>> start

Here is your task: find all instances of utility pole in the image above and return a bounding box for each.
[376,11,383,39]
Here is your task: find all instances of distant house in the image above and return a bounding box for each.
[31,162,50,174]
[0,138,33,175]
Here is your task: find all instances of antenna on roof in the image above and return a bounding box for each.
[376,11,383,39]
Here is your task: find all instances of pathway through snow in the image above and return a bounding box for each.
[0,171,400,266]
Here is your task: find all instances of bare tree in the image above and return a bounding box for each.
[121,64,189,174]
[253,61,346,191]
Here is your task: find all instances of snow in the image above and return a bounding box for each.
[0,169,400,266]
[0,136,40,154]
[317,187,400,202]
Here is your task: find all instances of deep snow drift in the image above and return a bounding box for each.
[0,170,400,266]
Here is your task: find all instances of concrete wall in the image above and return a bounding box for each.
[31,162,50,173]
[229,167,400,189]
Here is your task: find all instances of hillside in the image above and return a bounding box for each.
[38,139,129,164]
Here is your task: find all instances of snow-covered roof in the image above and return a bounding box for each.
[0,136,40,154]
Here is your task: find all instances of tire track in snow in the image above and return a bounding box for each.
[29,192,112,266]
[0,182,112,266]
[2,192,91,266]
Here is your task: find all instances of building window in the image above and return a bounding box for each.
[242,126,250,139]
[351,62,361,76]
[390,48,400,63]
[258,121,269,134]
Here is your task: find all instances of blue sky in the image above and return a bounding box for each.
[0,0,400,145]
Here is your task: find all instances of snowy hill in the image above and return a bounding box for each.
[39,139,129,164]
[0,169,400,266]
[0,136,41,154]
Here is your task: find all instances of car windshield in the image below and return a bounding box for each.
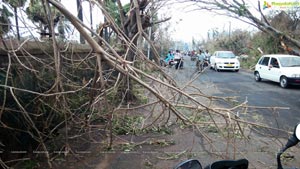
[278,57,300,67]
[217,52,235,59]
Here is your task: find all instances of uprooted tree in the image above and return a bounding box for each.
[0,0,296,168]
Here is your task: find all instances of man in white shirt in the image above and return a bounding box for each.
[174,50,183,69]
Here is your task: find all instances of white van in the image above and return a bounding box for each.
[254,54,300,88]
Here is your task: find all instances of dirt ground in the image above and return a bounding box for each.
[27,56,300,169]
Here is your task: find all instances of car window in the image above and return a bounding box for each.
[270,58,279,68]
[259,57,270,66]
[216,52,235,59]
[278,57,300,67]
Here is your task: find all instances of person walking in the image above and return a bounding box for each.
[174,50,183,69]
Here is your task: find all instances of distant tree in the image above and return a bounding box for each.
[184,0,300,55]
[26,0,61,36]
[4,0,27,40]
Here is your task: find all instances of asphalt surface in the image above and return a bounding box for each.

>> end

Return every item above verbatim, omitting the pictures.

In response:
Here is your task: find all instances of utility pole in the image above and return a bounding box for each.
[376,11,383,39]
Here is your task: find all instances of distant house in the image above and return a bounding box for each.
[31,162,50,174]
[0,138,33,175]
Here is your task: find all instances of antenna on roof in the image above and return a bounding box for each.
[376,11,383,39]
Here is your task: find all instances of pathway through snow in the image above and return a bounding box for each.
[0,171,400,266]
Here is your task: find all instances of bare tree in the image above and return a bounding box for each.
[121,64,189,174]
[253,61,346,191]
Here is your task: find all instances of snow in the image above and return a bounding box for each.
[0,169,400,266]
[0,136,40,154]
[317,187,400,202]
Here is your task: find all instances of deep snow drift in the image above and return a bounding box for each.
[0,170,400,266]
Here is your task: find all instances of concrete wall in the image above and return a bounding box for each.
[31,162,50,173]
[229,167,400,189]
Here is your task: find all instances of hillside in the image above and return a bounding box for each.
[38,139,129,164]
Here is your task: find all instances of snow-covered roof in the image above and return a bounding box for each.
[0,136,40,154]
Here is your task: find all instances of tire track in snow in the image above and return a bounding box for each.
[29,192,112,266]
[0,182,112,266]
[2,192,91,266]
Here is your task: find all instances of building window in the image above and return a bounding box for each.
[242,126,250,139]
[351,62,361,76]
[390,48,400,63]
[258,121,269,134]
Here is your task: find all instances of blue sky in the image above and return a bounding box for each.
[0,0,400,145]
Here is your task: find all instances of snowy hill in the image above and return a bounding box for each.
[39,139,129,164]
[0,169,400,266]
[0,136,41,154]
Here is your task: find all instances of car windshield in the image below and return a bounding box for each.
[278,57,300,67]
[217,52,235,59]
Here is your task: find all instances of uprooted tree in the image above and return a bounding box for each.
[0,0,296,168]
Here is your task: find all instances of man in white shirt in the image above and return a bounding box for each.
[174,50,183,69]
Here is your task: find all instances of white van in the image above and return a bounding box for each.
[254,54,300,88]
Here is your task: find all instances of dirt ground in the image above and return a bounding box for each.
[27,56,300,169]
Here is your task: find all instances of car window in the image above and return a bounding box for each.
[270,58,279,68]
[259,57,270,66]
[216,52,235,59]
[278,57,300,67]
Here is your task: find all instances of person walking in the image above and return a bounding box for each.
[174,50,183,69]
Here is your task: find all instances of distant tree in the image above and return a bounding box for each.
[184,0,300,55]
[26,0,61,36]
[4,0,27,40]
Here is your task: find all instances of asphalt surface in the image above and return a bounding box for each.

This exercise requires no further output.